§ Aim
In the part that opens with the line containing "Each instance receives one keypoint. Mark the green" and runs through the end of the lines, substitute "whole-number pixel coordinates" for "integer pixel coordinates" and reproduce only that part, leaving everything else unchanged.

§ Dataset rows
■ ■ ■ ■ ■
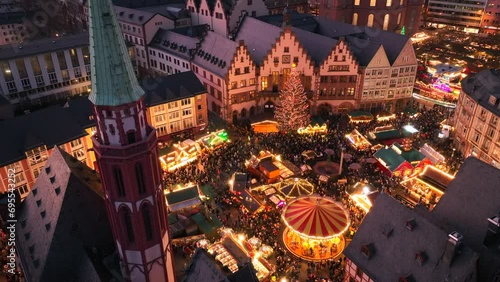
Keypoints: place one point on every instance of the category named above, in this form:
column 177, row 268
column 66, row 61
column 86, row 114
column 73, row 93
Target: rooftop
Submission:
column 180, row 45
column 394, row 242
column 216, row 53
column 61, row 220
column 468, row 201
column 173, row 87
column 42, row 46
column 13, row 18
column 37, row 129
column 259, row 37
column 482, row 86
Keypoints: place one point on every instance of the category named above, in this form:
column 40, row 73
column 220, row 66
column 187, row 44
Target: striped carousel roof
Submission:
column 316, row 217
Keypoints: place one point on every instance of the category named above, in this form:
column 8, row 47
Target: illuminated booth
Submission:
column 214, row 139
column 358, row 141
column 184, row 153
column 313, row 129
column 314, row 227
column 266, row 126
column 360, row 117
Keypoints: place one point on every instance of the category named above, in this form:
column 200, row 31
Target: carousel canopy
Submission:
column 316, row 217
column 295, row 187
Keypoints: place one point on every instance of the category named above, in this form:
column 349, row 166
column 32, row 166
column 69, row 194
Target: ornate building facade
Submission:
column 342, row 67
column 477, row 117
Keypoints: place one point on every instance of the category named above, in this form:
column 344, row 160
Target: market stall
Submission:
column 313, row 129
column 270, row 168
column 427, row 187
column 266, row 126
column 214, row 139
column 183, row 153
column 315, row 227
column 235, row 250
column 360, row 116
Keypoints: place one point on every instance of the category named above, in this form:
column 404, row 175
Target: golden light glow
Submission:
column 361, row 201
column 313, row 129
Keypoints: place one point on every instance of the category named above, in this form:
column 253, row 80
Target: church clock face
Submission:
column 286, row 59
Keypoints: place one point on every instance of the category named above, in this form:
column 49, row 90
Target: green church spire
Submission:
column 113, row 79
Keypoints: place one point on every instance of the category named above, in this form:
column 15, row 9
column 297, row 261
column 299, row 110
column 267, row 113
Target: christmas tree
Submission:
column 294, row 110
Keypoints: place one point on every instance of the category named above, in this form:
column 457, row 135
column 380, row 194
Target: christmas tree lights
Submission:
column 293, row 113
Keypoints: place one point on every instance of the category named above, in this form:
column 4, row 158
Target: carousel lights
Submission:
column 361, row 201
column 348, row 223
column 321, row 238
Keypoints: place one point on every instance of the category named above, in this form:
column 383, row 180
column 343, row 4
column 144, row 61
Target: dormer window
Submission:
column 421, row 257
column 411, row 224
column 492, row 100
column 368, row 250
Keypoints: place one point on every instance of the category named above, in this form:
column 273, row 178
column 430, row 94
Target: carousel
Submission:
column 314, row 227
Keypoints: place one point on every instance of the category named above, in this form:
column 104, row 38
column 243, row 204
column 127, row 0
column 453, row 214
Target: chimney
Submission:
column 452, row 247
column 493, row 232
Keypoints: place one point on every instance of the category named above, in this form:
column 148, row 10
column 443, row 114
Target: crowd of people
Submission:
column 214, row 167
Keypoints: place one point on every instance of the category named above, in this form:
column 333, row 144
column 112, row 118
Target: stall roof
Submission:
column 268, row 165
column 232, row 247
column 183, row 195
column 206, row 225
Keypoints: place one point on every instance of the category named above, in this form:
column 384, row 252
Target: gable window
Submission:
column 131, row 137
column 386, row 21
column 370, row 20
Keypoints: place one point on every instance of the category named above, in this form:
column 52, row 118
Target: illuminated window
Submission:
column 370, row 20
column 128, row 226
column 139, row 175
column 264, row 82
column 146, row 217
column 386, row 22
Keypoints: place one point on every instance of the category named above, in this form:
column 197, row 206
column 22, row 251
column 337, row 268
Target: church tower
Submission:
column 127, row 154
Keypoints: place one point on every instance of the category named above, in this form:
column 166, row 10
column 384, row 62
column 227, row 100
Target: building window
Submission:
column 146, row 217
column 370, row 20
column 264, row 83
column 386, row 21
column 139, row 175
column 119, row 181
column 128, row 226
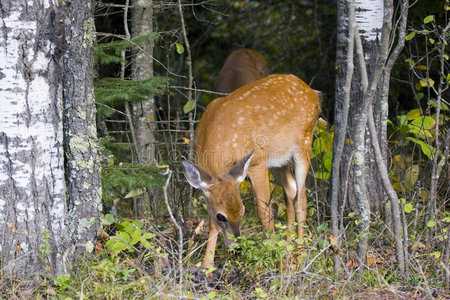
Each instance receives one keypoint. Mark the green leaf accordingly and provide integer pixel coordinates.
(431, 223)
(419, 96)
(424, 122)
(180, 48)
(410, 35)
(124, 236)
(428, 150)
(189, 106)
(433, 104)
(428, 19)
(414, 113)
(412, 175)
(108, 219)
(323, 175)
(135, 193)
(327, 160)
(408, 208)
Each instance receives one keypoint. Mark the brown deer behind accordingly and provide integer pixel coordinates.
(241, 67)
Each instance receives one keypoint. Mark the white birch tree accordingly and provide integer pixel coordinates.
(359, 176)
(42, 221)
■ ■ ■ ■ ■
§ Exercise answer
Each instance receives one keypoint. Mark the green leaf accordingly and provide whole-number pixel coordinates.
(431, 223)
(419, 96)
(424, 122)
(180, 48)
(410, 35)
(124, 236)
(428, 150)
(189, 106)
(433, 104)
(428, 19)
(414, 113)
(412, 175)
(108, 219)
(323, 175)
(135, 193)
(327, 160)
(408, 208)
Each instance receives one keypoint. Mark the brown deer behind accordingly and provide whole-number pixel coordinates.
(241, 67)
Each instance receives one keypoint. Mark the white birch tree accordingly and provide whole-number pixel coordinates.
(359, 176)
(42, 221)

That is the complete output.